原文节选>
In [1]:
#直方图算法：把连续值离散化成k个整数，并且构造宽度为k的直方图，遍历数据后，
#将离散化后的值作为索引在直方图中累积统计量。
#Leaf-wise：每次从当前的叶子中，找到分裂增益最大的一个叶子，然后分裂，继续循环。

#lightbgm参数：
#learning_rate:学习率
#n_estimators:树的个数，迭代的次数
#max_depth:树的深度，深度大可能过拟合
#num_leaves:一棵树最大的叶子数量，num_leaves = 2^(max_depth)，但是它的值的设置应该小于 2^(max_depth)，否则可能会导致过拟合。
#min_child_samples:它的值取决于训练数据的样本个数和num_leaves,可以降低过拟合
#min_child_weight:
#reg_alpha:l1正则化
#reg_lambda：l2正则化
#colsample_bylevel, colsample_bytree, colsample_bynode ：分别表示各个层、各棵树、各个节点的列采样率
#bagging_fraction：表示每次迭代所使用的数据分数（即所占百分比，用小数表示）。将此值设置得较低，以提高训练速度。


In [2]:
import numpy as np
import pandas as pd
from sklearn import datasets
import matplotlib.pyplot as plt
from sklearn.model_selection import GridSearchCV
from sklearn.preprocessing import StandardScaler
from sklearn.preprocessing import Imputer,MinMaxScaler
from sklearn.model_selection import RandomizedSearchCV,GridSearchCV
import lightgbm as lgb

iris = datasets.load_iris()
X = iris.data
y = iris.target
scaler=MinMaxScaler(feature_range=(0,1))

任务列表>
- 1) 用两句话概括这段LightGBM笔记。
- 2) 把这段LightGBM笔记从最后一句往下接着写。
后面这些行用不到。

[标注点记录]
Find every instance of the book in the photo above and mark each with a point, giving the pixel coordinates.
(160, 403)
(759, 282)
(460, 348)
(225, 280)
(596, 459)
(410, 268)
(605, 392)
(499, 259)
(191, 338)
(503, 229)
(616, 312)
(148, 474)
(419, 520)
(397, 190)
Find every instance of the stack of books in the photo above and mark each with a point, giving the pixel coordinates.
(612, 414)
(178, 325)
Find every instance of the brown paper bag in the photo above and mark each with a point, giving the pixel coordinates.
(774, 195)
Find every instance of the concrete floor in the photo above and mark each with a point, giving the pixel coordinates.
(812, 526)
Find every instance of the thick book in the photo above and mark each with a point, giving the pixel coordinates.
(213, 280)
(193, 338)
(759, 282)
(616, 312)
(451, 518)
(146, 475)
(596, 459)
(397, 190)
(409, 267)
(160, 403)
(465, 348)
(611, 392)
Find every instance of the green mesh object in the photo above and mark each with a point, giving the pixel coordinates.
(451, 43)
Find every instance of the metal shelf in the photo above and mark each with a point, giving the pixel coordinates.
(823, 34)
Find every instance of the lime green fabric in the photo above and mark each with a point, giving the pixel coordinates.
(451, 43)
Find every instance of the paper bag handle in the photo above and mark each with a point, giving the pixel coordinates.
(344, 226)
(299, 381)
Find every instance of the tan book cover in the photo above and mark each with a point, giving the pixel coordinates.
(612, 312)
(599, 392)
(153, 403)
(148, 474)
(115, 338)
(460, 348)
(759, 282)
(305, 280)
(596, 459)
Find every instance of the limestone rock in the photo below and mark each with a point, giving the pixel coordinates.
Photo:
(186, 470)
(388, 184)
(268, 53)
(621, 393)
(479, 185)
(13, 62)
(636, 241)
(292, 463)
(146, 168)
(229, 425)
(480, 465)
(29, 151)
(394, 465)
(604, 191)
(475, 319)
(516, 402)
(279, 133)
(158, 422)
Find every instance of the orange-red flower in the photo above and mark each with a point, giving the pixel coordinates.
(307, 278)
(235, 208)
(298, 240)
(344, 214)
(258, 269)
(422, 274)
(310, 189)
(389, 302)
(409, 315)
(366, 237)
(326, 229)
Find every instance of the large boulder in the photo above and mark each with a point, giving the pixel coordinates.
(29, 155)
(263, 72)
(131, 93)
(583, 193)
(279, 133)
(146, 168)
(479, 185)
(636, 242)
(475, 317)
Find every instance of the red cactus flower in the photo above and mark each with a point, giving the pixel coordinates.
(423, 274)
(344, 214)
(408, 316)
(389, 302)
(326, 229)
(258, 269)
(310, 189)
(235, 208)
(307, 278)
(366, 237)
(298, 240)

参考答案>
- 1) 这段LightGBM笔记讲了直方图算法和Leaf-wise分裂方式，还列出了学习率、树的个数、树的深度、叶子数量、正则化、列采样率等参数的含义。后面的代码导入了numpy、pandas、sklearn和lightgbm等库，加载了鸢尾花数据集，并建了一个取值范围在0到1之间的MinMaxScaler。

- 2)
iris = datasets.load_iris()
X=scaler.fit_transform(X)




In [3]:
def GridSearch(model,params,X,y):
    lgbr=GridSearchCV(model,params,scoring='neg_mean_squared_error',cv=5)
    lgbr.fit(X,y)
    print('GridSearchCV_best_score:',lgbr.best_score_)
    print('GridSearchCV_best_params：',lgbr.best_params_) 
    print('GridSearchCV_best_model：',lgbr.best_estimator_) 

In [4]:
params={
    'objective':'regression',
    'n_estimators':30,
    'max_depth':5,
    'min_child_samples':20,
    'reg_lambda':0.1,
    'reg_alpha':0.1,
    'metric':'rmse',
    'colsample_bytree':1,
    'subsample':0.8,
    'num_leaves':30,
    'random_state':60
}
model=lgb.LGBMRegressor(**params)
change_params={
                 'n_estimators': range(20, 200, 20),
              #   'min_child_weight': range(3, 15, 2),
              #   'colsample_bytree': np.arange(0.4, 1.0),
               #  'max_depth': range(5, 15, 2),
              #   'subsample': np.arange(0.5, 1.0, 0.1),
               #  'reg_lambda': np.arange(0.1, 1.0, 0.2),
               #  'reg_alpha': np.arange(0.1, 1.0, 0.2),
                 #'min_child_samples': range(10, 30)
}
GridSearch(model,change_params,X,y)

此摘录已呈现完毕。